YOUR OBJECTIVE
Each line of data below is to be returned exactly, leaving out any picture.
:: GIVEN RECORDS
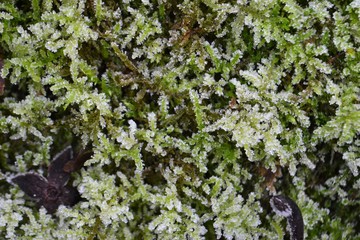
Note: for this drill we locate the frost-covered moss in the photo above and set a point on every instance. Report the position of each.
(190, 108)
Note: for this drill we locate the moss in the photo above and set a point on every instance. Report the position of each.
(192, 108)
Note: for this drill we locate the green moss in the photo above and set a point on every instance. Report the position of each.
(190, 107)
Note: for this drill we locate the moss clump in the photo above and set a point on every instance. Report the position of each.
(192, 108)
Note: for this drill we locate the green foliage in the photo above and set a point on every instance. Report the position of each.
(184, 103)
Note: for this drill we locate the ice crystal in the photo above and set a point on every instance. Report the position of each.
(192, 109)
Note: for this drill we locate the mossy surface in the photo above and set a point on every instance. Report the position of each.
(196, 112)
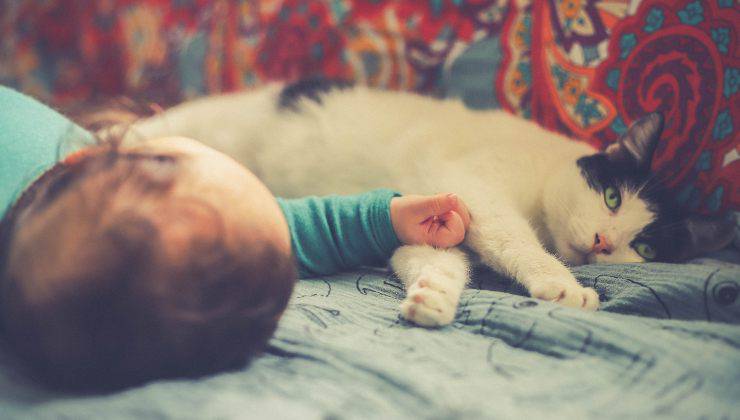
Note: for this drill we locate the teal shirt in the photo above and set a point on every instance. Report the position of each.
(33, 137)
(337, 233)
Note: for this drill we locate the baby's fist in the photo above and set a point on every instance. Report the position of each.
(439, 220)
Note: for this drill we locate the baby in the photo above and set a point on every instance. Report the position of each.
(165, 258)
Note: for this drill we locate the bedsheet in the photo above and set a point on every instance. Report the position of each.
(665, 344)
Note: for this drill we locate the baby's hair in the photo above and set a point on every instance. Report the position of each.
(90, 299)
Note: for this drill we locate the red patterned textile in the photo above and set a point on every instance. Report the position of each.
(586, 68)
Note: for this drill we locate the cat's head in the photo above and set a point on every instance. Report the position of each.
(609, 208)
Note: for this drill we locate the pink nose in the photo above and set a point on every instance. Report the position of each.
(601, 245)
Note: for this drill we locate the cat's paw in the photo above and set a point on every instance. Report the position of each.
(567, 292)
(429, 304)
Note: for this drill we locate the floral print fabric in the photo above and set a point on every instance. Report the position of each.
(586, 68)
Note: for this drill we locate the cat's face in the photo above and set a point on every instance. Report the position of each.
(608, 208)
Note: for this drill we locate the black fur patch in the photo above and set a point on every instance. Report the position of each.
(667, 234)
(312, 89)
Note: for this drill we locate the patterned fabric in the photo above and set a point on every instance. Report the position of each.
(586, 68)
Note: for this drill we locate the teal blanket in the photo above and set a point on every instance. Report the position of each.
(665, 344)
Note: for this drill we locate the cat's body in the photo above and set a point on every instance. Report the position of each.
(529, 195)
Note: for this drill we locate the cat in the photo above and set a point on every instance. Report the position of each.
(539, 201)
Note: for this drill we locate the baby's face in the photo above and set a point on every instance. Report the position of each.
(244, 203)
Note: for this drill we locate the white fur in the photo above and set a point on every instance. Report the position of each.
(531, 209)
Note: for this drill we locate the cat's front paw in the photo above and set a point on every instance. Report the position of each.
(429, 304)
(565, 291)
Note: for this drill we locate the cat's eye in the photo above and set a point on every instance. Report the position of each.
(612, 198)
(645, 250)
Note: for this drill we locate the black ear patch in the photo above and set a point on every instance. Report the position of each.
(313, 89)
(705, 235)
(637, 145)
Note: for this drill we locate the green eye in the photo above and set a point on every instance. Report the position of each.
(612, 198)
(645, 250)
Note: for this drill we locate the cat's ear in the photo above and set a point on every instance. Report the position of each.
(637, 145)
(705, 235)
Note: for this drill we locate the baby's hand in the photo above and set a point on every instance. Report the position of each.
(439, 220)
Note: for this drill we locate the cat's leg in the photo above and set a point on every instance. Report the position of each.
(507, 243)
(434, 280)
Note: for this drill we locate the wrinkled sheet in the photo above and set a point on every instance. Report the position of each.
(666, 343)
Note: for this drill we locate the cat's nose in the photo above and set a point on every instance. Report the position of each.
(602, 245)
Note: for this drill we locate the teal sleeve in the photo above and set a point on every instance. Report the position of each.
(337, 233)
(33, 137)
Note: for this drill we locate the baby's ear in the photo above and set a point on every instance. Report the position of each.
(706, 235)
(637, 145)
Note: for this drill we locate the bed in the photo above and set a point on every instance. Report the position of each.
(666, 343)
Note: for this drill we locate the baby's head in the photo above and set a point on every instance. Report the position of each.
(122, 265)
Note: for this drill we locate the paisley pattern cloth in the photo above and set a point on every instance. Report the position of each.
(586, 68)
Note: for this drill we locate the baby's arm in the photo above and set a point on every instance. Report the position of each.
(336, 233)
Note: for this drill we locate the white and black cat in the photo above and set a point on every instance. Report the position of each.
(538, 201)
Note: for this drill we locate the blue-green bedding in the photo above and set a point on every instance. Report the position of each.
(666, 343)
::::
REPLY TO THE EXERCISE
Note: for this drill we locate the frost-covered moss in the photo above and set a point on every instance. Report the position of each.
(190, 108)
Note: for this drill we locate the moss in the photo above and set a point on every instance. Report the position of each.
(192, 108)
Note: for this drill we locate the green moss in the photo above and set a point on every instance. Report the position of each.
(190, 107)
Note: for this drill we locate the moss clump in the photo above and set a point on every instance. Report the position of each.
(192, 108)
Note: for this drill we locate the green foliage in the photo above and set a point on every instance. Report the position of each.
(184, 103)
Note: for this drill we locate the ice crystal in the photo above and set a point on every instance. Report the position of each.
(192, 109)
Note: for this drill we locate the mossy surface in the photo above and set a point on every instance. Report the position of each.
(196, 112)
Note: for this drill we locate the teal shirt in the photo above and set a point on every instance. Report the position of each.
(33, 137)
(337, 233)
Note: for this drill we locate the baby's fist in the photo above and set a point on every instance. Report the position of each.
(439, 220)
Note: for this drill we locate the baby in the photo above and set a point on every instance. Report the position of each.
(165, 258)
Note: for this drill we locate the bedsheet in the photo above and set a point on every instance. Report the position of each.
(665, 344)
Note: for this drill we locate the baby's hair in the photo above and set a point on every instance. Report the position of each.
(90, 299)
Note: for this drill we locate the red patterned textile in the photo above and set a point on every instance. Report the position of each.
(586, 68)
Note: for this drill we locate the cat's head in the photo above and set a point on every instance. Report the position of each.
(609, 208)
Note: for this drill we locate the pink nose in the photo above and set a point on every instance. Report the position of each.
(601, 245)
Note: for this drill we locate the cat's paw in the photo above and set a point on every instance. Report the position of each.
(567, 292)
(429, 304)
Note: for this drill we locate the floral print fabric in the photo above and set a point on every instance. Report the position of each.
(586, 68)
Note: for this drill we locate the cat's face in the photo above and set a point on every instance. Report the position of each.
(608, 208)
Note: for this drill we locate the black fur patch in the photo above and set a point on every instance. Report the position of each.
(667, 234)
(312, 89)
Note: for this drill we locate the patterned fabric in the photo above and set a point on every instance. Report the position of each.
(586, 68)
Note: for this drill we locate the teal blanket in the photo above and set a point on every instance. Report the position of each.
(665, 344)
Note: for this drill we locate the cat's body in the photo above and set a point on every instance. Report the position of each.
(529, 195)
Note: for this drill we locate the cat in the photo above and set a point on every instance. Report the position of each.
(539, 201)
Note: for this drill we locate the baby's face in the photo above and set a point on every instance. Report the position of each.
(244, 203)
Note: for this drill we locate the white fur in the photo above and set a point on every instance. Report the position of each.
(531, 209)
Note: for this drill we locate the cat's front paw in the photo above and set a point on every instance. Report the position of each.
(429, 304)
(565, 291)
Note: for this drill we locate the cat's eye in the photo above and set a point on every instance. Report the position of each.
(612, 198)
(645, 250)
Note: for this drill we locate the black ear patch in the photo above and set a point on every instance. Report the position of each.
(313, 89)
(705, 235)
(637, 145)
Note: for this drill we locate the green eye in the photo above and set a point on every instance. Report the position of each.
(612, 198)
(645, 250)
Note: for this drill we locate the cat's ear in the photo above and set a point on every instance. Report the position of each.
(637, 145)
(705, 235)
Note: for this drill we locate the baby's hand in the photo above and set a point on every instance. Report the position of each.
(439, 220)
Note: for this drill we locate the cat's leg in the photo above and set a point on every instance. Report the position of each.
(507, 243)
(434, 280)
Note: for this drill we locate the wrinkled sheet in the photo above and set a point on every instance. Report the position of each.
(666, 343)
Note: for this drill we locate the cat's nose in the photo above and set a point on every instance. Report the position of each.
(602, 245)
Note: for this drill we locate the teal sleeve in the photo above and set a point on every instance. Report the position of each.
(337, 233)
(33, 137)
Note: for this drill we locate the baby's ear in the photo above and set a point on every instance. Report the position of each.
(706, 235)
(637, 145)
Note: for this drill we locate the bed in the photo above and set a point on every instance. Report the position of each.
(666, 343)
Note: for this drill we locate the baby's head in the photo above and set a point on every instance. Report the position of each.
(122, 265)
Note: for this drill we locate the paisley pattern cloth in the photo above and set a point on every instance. Report the position of each.
(586, 68)
Note: for this drill we locate the baby's arm in the photo above and set a point on every instance. Report the position of each.
(336, 233)
Note: for this drill we locate the white and black cat in the photo above and set a point on every instance. Report the position of each.
(538, 201)
Note: for this drill we locate the blue-green bedding in the photo above and set a point on every instance. Report the position of each.
(666, 343)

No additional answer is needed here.